PROBLEM TO WORK ON => What lines in the records below hold the string "light"? Please show them.

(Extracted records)
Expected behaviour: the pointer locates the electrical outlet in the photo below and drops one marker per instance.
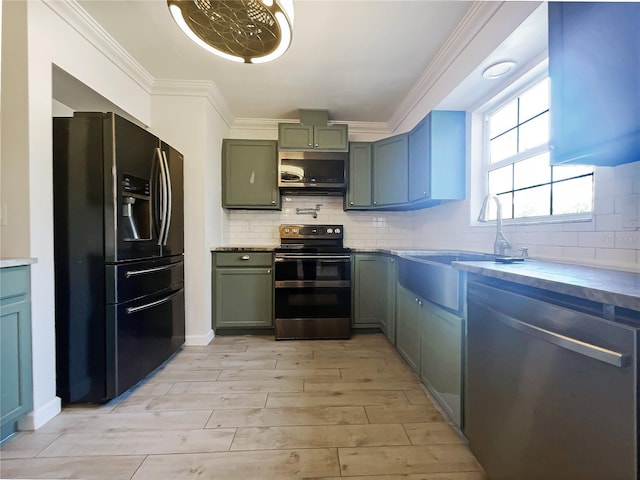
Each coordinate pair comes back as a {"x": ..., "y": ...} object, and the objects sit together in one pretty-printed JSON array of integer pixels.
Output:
[
  {"x": 631, "y": 212},
  {"x": 4, "y": 215}
]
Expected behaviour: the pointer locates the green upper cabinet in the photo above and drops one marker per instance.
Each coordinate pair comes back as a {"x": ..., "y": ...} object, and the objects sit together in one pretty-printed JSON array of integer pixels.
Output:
[
  {"x": 391, "y": 171},
  {"x": 437, "y": 158},
  {"x": 359, "y": 176},
  {"x": 250, "y": 174},
  {"x": 294, "y": 136},
  {"x": 594, "y": 68},
  {"x": 15, "y": 347}
]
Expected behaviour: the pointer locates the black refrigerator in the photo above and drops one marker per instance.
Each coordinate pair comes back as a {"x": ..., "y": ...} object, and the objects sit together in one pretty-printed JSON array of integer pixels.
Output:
[{"x": 118, "y": 252}]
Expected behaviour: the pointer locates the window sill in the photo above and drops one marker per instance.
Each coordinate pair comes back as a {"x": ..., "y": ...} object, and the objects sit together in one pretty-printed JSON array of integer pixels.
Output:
[{"x": 575, "y": 218}]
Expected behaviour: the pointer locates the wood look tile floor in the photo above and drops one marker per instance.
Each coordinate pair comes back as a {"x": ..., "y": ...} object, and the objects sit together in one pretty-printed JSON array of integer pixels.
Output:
[{"x": 248, "y": 407}]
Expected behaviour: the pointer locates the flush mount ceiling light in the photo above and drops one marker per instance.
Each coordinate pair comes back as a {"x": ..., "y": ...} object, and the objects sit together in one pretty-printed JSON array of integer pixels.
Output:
[
  {"x": 249, "y": 31},
  {"x": 499, "y": 69}
]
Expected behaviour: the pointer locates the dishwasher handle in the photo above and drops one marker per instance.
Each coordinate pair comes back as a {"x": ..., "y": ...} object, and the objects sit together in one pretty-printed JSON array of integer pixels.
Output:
[{"x": 595, "y": 352}]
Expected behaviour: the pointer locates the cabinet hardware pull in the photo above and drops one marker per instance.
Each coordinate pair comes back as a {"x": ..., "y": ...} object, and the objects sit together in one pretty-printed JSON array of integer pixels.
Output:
[
  {"x": 595, "y": 352},
  {"x": 131, "y": 310},
  {"x": 133, "y": 273}
]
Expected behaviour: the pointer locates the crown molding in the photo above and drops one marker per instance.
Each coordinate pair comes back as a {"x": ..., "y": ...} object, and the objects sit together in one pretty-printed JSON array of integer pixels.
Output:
[
  {"x": 195, "y": 88},
  {"x": 476, "y": 18},
  {"x": 77, "y": 18}
]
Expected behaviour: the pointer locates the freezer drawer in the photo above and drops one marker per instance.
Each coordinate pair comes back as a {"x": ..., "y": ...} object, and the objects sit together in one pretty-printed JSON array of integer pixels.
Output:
[
  {"x": 137, "y": 279},
  {"x": 147, "y": 330},
  {"x": 551, "y": 391}
]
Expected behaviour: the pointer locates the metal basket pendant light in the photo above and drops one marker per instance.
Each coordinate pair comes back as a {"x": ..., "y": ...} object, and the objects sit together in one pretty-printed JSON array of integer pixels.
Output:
[{"x": 249, "y": 31}]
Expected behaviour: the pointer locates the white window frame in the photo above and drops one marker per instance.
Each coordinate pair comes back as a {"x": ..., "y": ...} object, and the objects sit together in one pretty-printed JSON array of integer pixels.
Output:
[{"x": 481, "y": 114}]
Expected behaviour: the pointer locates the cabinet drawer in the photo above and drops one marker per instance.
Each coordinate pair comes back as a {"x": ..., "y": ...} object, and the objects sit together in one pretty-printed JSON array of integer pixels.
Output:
[
  {"x": 14, "y": 282},
  {"x": 244, "y": 259}
]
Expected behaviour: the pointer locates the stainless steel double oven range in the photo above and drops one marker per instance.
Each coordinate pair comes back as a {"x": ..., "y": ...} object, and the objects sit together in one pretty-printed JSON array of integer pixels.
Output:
[{"x": 312, "y": 283}]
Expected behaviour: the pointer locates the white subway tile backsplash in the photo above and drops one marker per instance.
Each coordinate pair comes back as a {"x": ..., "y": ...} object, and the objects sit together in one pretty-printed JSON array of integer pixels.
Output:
[
  {"x": 579, "y": 254},
  {"x": 563, "y": 239},
  {"x": 616, "y": 256},
  {"x": 596, "y": 239},
  {"x": 611, "y": 222},
  {"x": 628, "y": 240},
  {"x": 608, "y": 239}
]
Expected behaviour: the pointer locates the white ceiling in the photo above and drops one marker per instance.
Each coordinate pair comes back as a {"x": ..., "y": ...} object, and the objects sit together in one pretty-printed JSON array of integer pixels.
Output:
[{"x": 359, "y": 59}]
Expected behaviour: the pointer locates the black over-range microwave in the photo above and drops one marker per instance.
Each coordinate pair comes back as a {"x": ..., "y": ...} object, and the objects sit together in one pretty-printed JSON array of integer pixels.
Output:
[{"x": 312, "y": 172}]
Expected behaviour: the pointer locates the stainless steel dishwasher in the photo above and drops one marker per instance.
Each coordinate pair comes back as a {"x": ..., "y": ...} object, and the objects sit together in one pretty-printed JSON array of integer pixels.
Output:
[{"x": 551, "y": 386}]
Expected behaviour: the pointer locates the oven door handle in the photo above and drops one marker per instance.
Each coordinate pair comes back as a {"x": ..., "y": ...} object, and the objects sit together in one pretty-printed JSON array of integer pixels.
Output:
[{"x": 336, "y": 258}]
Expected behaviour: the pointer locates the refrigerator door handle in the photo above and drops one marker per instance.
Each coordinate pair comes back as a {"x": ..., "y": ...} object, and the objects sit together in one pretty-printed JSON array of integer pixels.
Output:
[
  {"x": 134, "y": 273},
  {"x": 169, "y": 195},
  {"x": 163, "y": 196},
  {"x": 146, "y": 306}
]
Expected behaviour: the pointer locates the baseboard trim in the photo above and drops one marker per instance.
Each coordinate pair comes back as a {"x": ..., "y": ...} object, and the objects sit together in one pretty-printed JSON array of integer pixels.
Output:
[
  {"x": 38, "y": 417},
  {"x": 198, "y": 340}
]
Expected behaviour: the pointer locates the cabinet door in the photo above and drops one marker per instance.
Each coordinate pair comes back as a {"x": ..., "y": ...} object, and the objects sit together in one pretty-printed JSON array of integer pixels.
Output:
[
  {"x": 295, "y": 136},
  {"x": 359, "y": 186},
  {"x": 594, "y": 67},
  {"x": 437, "y": 158},
  {"x": 441, "y": 357},
  {"x": 250, "y": 174},
  {"x": 331, "y": 137},
  {"x": 391, "y": 171},
  {"x": 420, "y": 161},
  {"x": 15, "y": 364},
  {"x": 369, "y": 290},
  {"x": 244, "y": 297},
  {"x": 388, "y": 316},
  {"x": 408, "y": 327}
]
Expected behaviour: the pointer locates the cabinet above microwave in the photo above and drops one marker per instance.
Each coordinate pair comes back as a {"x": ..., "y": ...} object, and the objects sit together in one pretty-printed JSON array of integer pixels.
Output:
[
  {"x": 309, "y": 172},
  {"x": 295, "y": 136}
]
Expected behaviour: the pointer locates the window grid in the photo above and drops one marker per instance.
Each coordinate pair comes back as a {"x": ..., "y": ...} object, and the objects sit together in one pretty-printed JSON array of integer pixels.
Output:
[{"x": 509, "y": 208}]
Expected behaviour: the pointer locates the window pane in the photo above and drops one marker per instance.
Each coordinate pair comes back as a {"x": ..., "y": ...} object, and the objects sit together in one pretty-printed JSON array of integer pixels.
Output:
[
  {"x": 534, "y": 101},
  {"x": 532, "y": 171},
  {"x": 573, "y": 196},
  {"x": 501, "y": 179},
  {"x": 504, "y": 146},
  {"x": 507, "y": 209},
  {"x": 533, "y": 202},
  {"x": 505, "y": 202},
  {"x": 535, "y": 132},
  {"x": 569, "y": 171},
  {"x": 504, "y": 119}
]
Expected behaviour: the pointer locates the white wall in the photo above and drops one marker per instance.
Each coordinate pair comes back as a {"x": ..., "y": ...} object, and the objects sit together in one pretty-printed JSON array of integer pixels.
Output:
[
  {"x": 192, "y": 125},
  {"x": 14, "y": 167}
]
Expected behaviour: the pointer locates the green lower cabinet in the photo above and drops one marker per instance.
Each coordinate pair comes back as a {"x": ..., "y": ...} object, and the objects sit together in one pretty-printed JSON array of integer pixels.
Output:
[
  {"x": 374, "y": 293},
  {"x": 16, "y": 389},
  {"x": 441, "y": 357},
  {"x": 408, "y": 313},
  {"x": 243, "y": 295}
]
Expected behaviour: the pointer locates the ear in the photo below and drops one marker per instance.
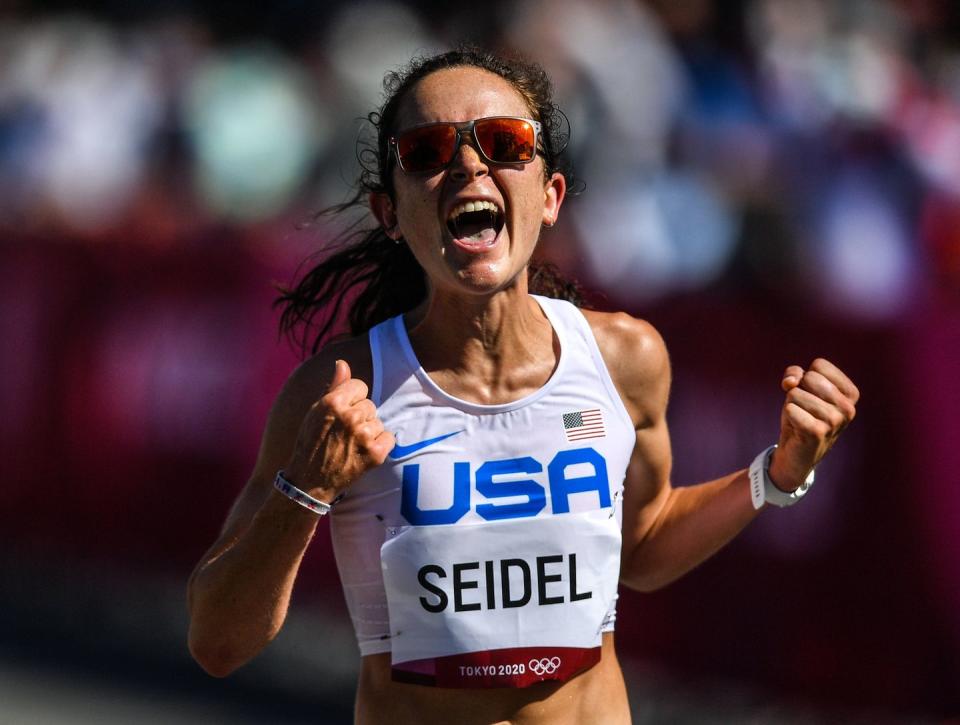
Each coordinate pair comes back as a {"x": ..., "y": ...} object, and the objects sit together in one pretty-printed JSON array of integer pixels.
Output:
[
  {"x": 553, "y": 195},
  {"x": 382, "y": 207}
]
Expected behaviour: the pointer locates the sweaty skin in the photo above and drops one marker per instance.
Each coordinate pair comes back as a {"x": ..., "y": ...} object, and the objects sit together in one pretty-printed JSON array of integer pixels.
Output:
[{"x": 481, "y": 338}]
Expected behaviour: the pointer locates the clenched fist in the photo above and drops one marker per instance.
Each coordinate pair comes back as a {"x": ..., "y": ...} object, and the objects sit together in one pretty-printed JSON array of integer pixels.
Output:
[
  {"x": 340, "y": 438},
  {"x": 820, "y": 403}
]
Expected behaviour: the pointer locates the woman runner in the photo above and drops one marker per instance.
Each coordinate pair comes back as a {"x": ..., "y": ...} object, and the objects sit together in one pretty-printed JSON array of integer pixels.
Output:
[{"x": 494, "y": 461}]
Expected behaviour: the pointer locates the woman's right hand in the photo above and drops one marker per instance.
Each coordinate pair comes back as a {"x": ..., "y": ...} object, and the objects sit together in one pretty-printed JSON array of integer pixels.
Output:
[{"x": 340, "y": 438}]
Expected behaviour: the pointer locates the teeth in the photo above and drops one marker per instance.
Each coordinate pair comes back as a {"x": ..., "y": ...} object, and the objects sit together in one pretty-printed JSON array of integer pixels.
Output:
[{"x": 472, "y": 206}]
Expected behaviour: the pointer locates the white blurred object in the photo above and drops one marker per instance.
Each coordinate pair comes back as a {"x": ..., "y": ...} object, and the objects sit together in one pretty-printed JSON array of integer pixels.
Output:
[
  {"x": 368, "y": 38},
  {"x": 643, "y": 241},
  {"x": 256, "y": 131},
  {"x": 864, "y": 266},
  {"x": 98, "y": 104}
]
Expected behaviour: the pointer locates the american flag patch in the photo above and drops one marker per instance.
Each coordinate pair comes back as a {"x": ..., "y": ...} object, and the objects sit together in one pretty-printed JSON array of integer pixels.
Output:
[{"x": 583, "y": 424}]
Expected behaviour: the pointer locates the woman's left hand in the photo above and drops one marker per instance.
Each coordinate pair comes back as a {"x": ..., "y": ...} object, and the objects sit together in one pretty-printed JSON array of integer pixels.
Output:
[{"x": 820, "y": 403}]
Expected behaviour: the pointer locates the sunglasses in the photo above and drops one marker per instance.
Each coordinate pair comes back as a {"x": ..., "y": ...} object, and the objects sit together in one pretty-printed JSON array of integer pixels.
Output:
[{"x": 498, "y": 139}]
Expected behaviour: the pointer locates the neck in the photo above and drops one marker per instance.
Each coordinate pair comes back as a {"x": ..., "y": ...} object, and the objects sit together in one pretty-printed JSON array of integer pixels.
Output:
[{"x": 485, "y": 348}]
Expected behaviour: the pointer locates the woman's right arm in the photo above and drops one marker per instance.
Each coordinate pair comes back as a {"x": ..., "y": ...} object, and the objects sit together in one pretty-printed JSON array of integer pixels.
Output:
[{"x": 239, "y": 593}]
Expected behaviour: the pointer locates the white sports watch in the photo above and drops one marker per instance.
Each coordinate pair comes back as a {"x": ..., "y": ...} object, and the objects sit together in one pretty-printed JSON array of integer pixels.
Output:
[{"x": 763, "y": 490}]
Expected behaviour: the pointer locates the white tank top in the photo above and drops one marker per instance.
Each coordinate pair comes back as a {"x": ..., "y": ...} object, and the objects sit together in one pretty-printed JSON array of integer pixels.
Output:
[{"x": 485, "y": 552}]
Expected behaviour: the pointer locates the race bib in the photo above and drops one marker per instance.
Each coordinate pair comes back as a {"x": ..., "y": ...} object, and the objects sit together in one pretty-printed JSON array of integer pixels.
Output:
[{"x": 500, "y": 604}]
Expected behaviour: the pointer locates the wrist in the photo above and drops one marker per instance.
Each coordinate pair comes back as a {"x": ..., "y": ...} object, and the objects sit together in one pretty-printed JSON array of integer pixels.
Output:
[
  {"x": 307, "y": 500},
  {"x": 786, "y": 481},
  {"x": 762, "y": 488},
  {"x": 299, "y": 477}
]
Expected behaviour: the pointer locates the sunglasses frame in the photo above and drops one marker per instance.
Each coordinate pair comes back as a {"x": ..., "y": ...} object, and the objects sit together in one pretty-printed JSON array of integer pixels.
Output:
[{"x": 468, "y": 127}]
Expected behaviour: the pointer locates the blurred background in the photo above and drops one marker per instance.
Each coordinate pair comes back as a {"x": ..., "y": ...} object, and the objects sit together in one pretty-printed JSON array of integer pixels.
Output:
[{"x": 767, "y": 181}]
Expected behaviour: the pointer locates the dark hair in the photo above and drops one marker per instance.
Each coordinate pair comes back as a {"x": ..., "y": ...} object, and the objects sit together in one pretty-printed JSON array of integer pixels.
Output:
[{"x": 377, "y": 277}]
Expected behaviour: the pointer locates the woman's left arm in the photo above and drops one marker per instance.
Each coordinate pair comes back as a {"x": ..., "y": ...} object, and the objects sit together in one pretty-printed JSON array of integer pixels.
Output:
[{"x": 668, "y": 531}]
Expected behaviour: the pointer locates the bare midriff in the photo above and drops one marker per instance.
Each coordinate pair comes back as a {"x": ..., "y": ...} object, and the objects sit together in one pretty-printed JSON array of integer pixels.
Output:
[{"x": 597, "y": 695}]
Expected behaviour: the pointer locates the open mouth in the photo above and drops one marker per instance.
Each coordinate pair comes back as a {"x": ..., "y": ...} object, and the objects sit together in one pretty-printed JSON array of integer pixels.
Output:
[{"x": 475, "y": 223}]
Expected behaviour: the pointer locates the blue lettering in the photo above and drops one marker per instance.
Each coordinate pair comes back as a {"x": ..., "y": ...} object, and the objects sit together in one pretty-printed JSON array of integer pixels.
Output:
[
  {"x": 536, "y": 496},
  {"x": 561, "y": 486},
  {"x": 411, "y": 510}
]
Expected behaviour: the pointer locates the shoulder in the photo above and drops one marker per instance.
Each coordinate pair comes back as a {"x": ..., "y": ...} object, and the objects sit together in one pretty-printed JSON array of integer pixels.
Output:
[{"x": 636, "y": 357}]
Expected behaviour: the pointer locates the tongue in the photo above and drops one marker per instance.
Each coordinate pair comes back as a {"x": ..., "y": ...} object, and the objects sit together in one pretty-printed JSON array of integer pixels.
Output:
[
  {"x": 475, "y": 236},
  {"x": 474, "y": 228}
]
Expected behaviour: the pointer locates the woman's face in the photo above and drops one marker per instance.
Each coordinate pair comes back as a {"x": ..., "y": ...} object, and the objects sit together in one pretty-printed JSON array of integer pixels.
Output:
[{"x": 480, "y": 253}]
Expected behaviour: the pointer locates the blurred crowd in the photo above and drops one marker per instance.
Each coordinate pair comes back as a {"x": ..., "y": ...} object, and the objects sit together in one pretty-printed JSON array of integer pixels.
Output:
[{"x": 807, "y": 145}]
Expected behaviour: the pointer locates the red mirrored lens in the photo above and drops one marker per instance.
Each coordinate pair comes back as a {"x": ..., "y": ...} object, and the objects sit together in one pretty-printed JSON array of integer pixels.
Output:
[
  {"x": 427, "y": 148},
  {"x": 506, "y": 140}
]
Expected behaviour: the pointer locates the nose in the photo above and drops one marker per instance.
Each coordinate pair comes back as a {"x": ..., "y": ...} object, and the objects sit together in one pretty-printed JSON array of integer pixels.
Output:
[{"x": 467, "y": 163}]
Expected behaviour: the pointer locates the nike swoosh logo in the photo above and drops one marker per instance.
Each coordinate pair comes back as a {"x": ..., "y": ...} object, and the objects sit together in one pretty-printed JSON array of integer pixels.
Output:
[{"x": 403, "y": 451}]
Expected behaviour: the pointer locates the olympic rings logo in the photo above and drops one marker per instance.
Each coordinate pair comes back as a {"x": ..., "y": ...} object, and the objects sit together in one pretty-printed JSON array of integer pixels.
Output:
[{"x": 545, "y": 666}]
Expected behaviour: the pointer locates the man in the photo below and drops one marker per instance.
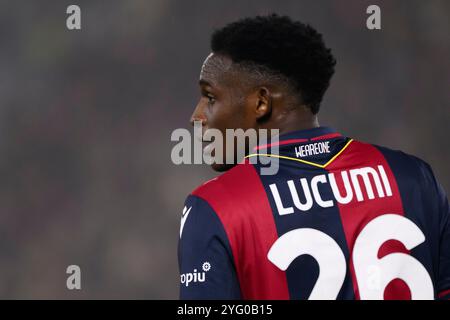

SOLVED PROBLEM =>
Expected behaviour: the pointer locates the flush mount ceiling light in the photo above and drops one marker per instance.
Expected behaviour: the pointer locates the metal basket pendant light in the photo above and drops one marker per instance.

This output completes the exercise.